## Records provided
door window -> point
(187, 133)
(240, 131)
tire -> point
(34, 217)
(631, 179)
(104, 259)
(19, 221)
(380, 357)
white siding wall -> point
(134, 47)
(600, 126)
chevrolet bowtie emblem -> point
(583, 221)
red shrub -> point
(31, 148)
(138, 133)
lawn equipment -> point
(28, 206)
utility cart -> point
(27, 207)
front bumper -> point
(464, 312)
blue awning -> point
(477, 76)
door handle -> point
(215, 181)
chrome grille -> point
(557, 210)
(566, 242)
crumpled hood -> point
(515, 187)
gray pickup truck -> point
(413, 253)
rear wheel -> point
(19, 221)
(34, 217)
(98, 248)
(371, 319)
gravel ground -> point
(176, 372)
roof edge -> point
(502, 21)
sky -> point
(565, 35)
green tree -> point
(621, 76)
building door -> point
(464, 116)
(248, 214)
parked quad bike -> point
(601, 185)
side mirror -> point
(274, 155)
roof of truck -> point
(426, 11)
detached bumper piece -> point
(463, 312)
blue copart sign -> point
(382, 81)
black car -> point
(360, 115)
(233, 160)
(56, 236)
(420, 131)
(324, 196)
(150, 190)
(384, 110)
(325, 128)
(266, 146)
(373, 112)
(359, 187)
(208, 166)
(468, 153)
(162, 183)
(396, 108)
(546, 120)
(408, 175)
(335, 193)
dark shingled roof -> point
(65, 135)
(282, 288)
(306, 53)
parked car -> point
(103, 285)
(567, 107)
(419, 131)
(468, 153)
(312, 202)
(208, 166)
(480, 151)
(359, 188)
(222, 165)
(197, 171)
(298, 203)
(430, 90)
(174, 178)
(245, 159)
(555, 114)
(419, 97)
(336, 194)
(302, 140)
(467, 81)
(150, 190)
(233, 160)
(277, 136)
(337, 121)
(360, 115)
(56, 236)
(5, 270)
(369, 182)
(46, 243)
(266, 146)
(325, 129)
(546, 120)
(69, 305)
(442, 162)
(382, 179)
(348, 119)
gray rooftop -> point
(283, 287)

## Set problem
Copy every line of the records above, character for character, with nothing added, dropped, or changed.

## Written reply
door window -> point
(187, 133)
(240, 131)
tire -> point
(34, 217)
(631, 179)
(104, 259)
(19, 221)
(380, 357)
white siding wall -> point
(134, 47)
(600, 126)
chevrolet bowtie emblem -> point
(583, 221)
red shrub -> point
(31, 148)
(138, 133)
lawn equipment -> point
(28, 206)
utility cart -> point
(27, 207)
front bumper -> point
(464, 312)
blue awning -> point
(477, 76)
door handle -> point
(215, 181)
chrome grille -> point
(557, 210)
(566, 242)
crumpled hood -> point
(515, 187)
gray pickup truck -> point
(413, 253)
rear wheel -> point
(19, 221)
(34, 217)
(98, 248)
(371, 319)
gravel ground -> point
(176, 372)
roof edge -> point
(502, 21)
sky -> point
(565, 35)
green tree -> point
(621, 76)
building door -> point
(464, 116)
(248, 214)
parked quad bike -> point
(601, 185)
side mirror -> point
(274, 155)
roof of truck -> point
(426, 11)
detached bumper piece -> point
(463, 312)
blue copart sign -> point
(382, 81)
black car -> point
(360, 115)
(233, 160)
(56, 236)
(420, 131)
(324, 196)
(150, 190)
(384, 110)
(325, 128)
(266, 146)
(373, 112)
(359, 187)
(208, 166)
(468, 153)
(162, 183)
(396, 108)
(546, 120)
(408, 175)
(335, 193)
dark shingled roof -> point
(65, 135)
(282, 288)
(306, 53)
parked car -> point
(103, 285)
(567, 107)
(419, 131)
(468, 153)
(312, 202)
(208, 166)
(480, 151)
(359, 188)
(222, 165)
(197, 171)
(298, 203)
(430, 90)
(174, 178)
(245, 159)
(555, 114)
(419, 97)
(336, 194)
(302, 140)
(467, 81)
(150, 190)
(233, 160)
(277, 136)
(337, 121)
(360, 115)
(56, 236)
(5, 270)
(369, 182)
(46, 243)
(266, 146)
(325, 129)
(546, 120)
(69, 305)
(442, 162)
(382, 179)
(348, 119)
gray rooftop -> point
(283, 287)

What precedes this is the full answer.